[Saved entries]
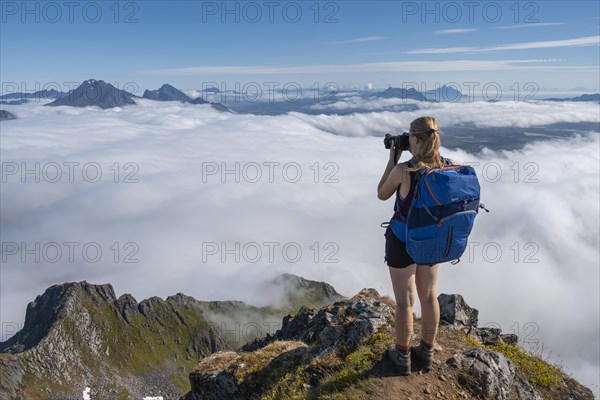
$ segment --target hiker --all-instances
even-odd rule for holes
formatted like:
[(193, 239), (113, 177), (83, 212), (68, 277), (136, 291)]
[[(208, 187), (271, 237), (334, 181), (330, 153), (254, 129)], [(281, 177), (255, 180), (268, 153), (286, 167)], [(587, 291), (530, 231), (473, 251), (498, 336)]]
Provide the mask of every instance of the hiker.
[[(377, 186), (377, 197), (389, 199), (395, 192), (395, 213), (407, 216), (415, 191), (416, 171), (425, 167), (442, 167), (440, 156), (440, 130), (433, 117), (421, 117), (410, 124), (409, 151), (410, 162), (396, 164), (402, 149), (390, 148), (390, 159)], [(412, 164), (414, 167), (410, 167)], [(406, 251), (405, 243), (392, 232), (385, 232), (385, 262), (388, 265), (394, 296), (396, 298), (396, 345), (389, 351), (391, 360), (396, 364), (400, 375), (411, 372), (413, 364), (419, 369), (429, 371), (433, 361), (434, 343), (440, 321), (440, 306), (436, 294), (436, 281), (439, 264), (417, 265)], [(416, 284), (416, 288), (415, 288)], [(421, 340), (419, 346), (411, 346), (413, 333), (413, 305), (416, 294), (421, 303)]]

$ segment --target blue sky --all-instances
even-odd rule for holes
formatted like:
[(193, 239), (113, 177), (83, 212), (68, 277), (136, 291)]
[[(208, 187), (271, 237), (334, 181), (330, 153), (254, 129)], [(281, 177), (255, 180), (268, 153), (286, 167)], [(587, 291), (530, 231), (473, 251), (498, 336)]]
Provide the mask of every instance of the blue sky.
[(4, 92), (88, 78), (141, 92), (165, 82), (599, 86), (596, 1), (80, 2), (72, 22), (67, 2), (51, 3), (2, 1)]

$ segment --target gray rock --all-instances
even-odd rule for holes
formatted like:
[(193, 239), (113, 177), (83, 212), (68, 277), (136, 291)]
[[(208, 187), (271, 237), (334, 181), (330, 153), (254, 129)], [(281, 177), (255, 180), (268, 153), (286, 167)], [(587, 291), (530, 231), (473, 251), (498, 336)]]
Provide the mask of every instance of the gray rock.
[(457, 353), (447, 363), (460, 370), (459, 382), (484, 399), (508, 399), (515, 366), (495, 351), (474, 348)]
[(97, 106), (107, 109), (136, 104), (133, 97), (134, 95), (131, 93), (117, 89), (110, 83), (88, 79), (73, 91), (46, 105), (72, 107)]
[[(362, 292), (361, 292), (362, 293)], [(393, 310), (380, 302), (379, 294), (355, 296), (320, 309), (302, 307), (294, 315), (283, 319), (282, 327), (274, 335), (255, 340), (242, 347), (243, 351), (260, 349), (276, 340), (299, 340), (313, 345), (320, 354), (326, 354), (338, 344), (355, 348), (367, 336), (387, 323)]]
[(0, 110), (0, 121), (8, 121), (10, 119), (17, 119), (17, 117), (6, 110)]
[(440, 294), (440, 321), (455, 328), (475, 327), (479, 311), (467, 305), (460, 294)]
[(454, 354), (446, 363), (459, 369), (459, 382), (478, 398), (543, 399), (526, 379), (516, 375), (513, 362), (501, 353), (474, 348)]
[(162, 85), (158, 90), (146, 90), (142, 97), (150, 100), (181, 101), (183, 103), (187, 103), (191, 100), (181, 90), (175, 89), (168, 83)]

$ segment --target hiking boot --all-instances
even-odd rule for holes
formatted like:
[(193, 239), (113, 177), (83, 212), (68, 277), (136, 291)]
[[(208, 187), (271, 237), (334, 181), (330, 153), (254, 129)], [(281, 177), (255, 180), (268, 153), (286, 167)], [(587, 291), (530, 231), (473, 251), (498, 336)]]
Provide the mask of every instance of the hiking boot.
[(431, 364), (433, 363), (433, 353), (434, 350), (427, 350), (423, 343), (420, 343), (418, 346), (410, 347), (410, 354), (414, 359), (414, 363), (417, 368), (423, 372), (428, 372), (431, 369)]
[(398, 351), (396, 345), (393, 345), (388, 350), (388, 356), (396, 366), (398, 374), (402, 376), (410, 375), (410, 352), (404, 355)]

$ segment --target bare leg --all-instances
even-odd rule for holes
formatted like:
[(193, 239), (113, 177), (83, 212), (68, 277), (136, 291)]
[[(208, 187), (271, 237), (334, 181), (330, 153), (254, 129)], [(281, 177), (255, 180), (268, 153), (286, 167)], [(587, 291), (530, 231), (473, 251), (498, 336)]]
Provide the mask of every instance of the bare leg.
[(426, 343), (434, 344), (440, 323), (440, 305), (436, 284), (439, 264), (417, 265), (416, 284), (421, 302), (421, 336)]
[(391, 268), (390, 276), (396, 297), (396, 342), (409, 346), (413, 332), (413, 305), (415, 304), (415, 271), (417, 264), (406, 268)]

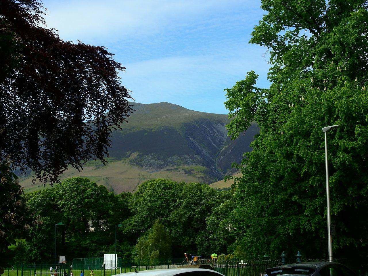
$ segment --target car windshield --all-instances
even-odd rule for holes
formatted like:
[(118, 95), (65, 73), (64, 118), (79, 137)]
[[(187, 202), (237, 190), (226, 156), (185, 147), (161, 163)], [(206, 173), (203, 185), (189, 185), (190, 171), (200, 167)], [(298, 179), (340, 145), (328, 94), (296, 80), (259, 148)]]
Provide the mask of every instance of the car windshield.
[(301, 275), (309, 275), (312, 274), (315, 270), (309, 268), (280, 268), (280, 269), (275, 269), (268, 271), (268, 276), (278, 276), (278, 275), (290, 275), (290, 276), (299, 276)]

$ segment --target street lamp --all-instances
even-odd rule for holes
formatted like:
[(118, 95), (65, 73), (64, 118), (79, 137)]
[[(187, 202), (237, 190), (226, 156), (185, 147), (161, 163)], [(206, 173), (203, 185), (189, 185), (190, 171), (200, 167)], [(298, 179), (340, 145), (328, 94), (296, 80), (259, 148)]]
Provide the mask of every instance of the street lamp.
[(55, 224), (55, 243), (54, 244), (54, 248), (55, 248), (55, 266), (56, 265), (56, 226), (64, 225), (62, 222), (58, 222)]
[(332, 238), (331, 236), (331, 212), (330, 210), (329, 177), (328, 175), (328, 159), (327, 156), (327, 132), (339, 126), (339, 125), (330, 125), (322, 128), (325, 132), (325, 158), (326, 160), (326, 192), (327, 202), (327, 239), (328, 240), (328, 260), (333, 261), (332, 255)]
[(122, 224), (118, 224), (117, 225), (116, 225), (115, 227), (115, 270), (116, 270), (116, 227), (121, 227), (123, 226)]

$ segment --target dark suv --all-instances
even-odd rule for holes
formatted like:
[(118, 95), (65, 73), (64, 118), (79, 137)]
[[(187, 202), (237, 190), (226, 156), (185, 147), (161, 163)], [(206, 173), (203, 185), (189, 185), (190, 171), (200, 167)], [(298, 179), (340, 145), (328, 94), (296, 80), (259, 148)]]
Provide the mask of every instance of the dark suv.
[(267, 276), (358, 276), (347, 266), (332, 262), (315, 262), (284, 265), (266, 270)]

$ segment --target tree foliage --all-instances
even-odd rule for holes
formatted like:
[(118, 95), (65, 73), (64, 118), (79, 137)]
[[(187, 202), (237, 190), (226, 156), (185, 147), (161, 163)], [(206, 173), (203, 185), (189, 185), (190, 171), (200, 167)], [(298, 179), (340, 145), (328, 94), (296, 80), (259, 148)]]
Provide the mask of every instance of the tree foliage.
[[(266, 47), (270, 88), (256, 75), (227, 89), (233, 136), (254, 120), (259, 135), (236, 180), (238, 251), (327, 252), (324, 151), (328, 134), (336, 255), (367, 252), (368, 11), (365, 1), (264, 0), (251, 42)], [(242, 84), (245, 84), (242, 85)], [(235, 110), (234, 112), (234, 110)]]
[[(112, 250), (114, 226), (128, 217), (124, 195), (75, 177), (25, 195), (33, 223), (26, 237), (28, 261), (53, 259), (55, 224), (58, 252), (69, 258), (99, 257)], [(127, 196), (128, 197), (129, 196)], [(112, 248), (113, 250), (113, 247)]]
[(57, 254), (68, 259), (113, 252), (114, 226), (120, 223), (117, 253), (142, 263), (183, 258), (184, 252), (227, 253), (235, 238), (233, 192), (206, 184), (158, 179), (142, 183), (134, 194), (115, 195), (74, 177), (23, 197), (32, 223), (15, 251), (18, 263), (53, 259), (59, 222), (64, 225), (56, 229)]
[(0, 163), (0, 271), (9, 261), (8, 247), (29, 227), (23, 189), (10, 166)]
[(131, 109), (124, 67), (103, 47), (61, 39), (45, 12), (38, 0), (0, 3), (0, 162), (53, 183), (69, 165), (105, 163)]
[(171, 242), (170, 233), (158, 219), (146, 233), (138, 239), (133, 249), (133, 257), (137, 263), (149, 260), (152, 265), (159, 257), (171, 256)]

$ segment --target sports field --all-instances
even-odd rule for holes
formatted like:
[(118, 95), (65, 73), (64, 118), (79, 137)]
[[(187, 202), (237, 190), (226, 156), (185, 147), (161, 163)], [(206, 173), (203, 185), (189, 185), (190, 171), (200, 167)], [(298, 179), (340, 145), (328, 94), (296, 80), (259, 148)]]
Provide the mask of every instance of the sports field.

• Task description
Write out the material verbatim, beginning at the line that contains "sports field --all-instances" and continuing through the final line of the material.

• Result of this task
$ segment --target sports field --all-instances
even-odd rule for holes
formatted like:
[(118, 95), (65, 73), (64, 118), (79, 137)]
[[(187, 202), (237, 190), (226, 156), (185, 147), (161, 163)], [(206, 173), (203, 185), (189, 185), (190, 171), (200, 167)], [(298, 179), (340, 145), (328, 94), (296, 80), (259, 148)]]
Provide the mask of every instance of the sports field.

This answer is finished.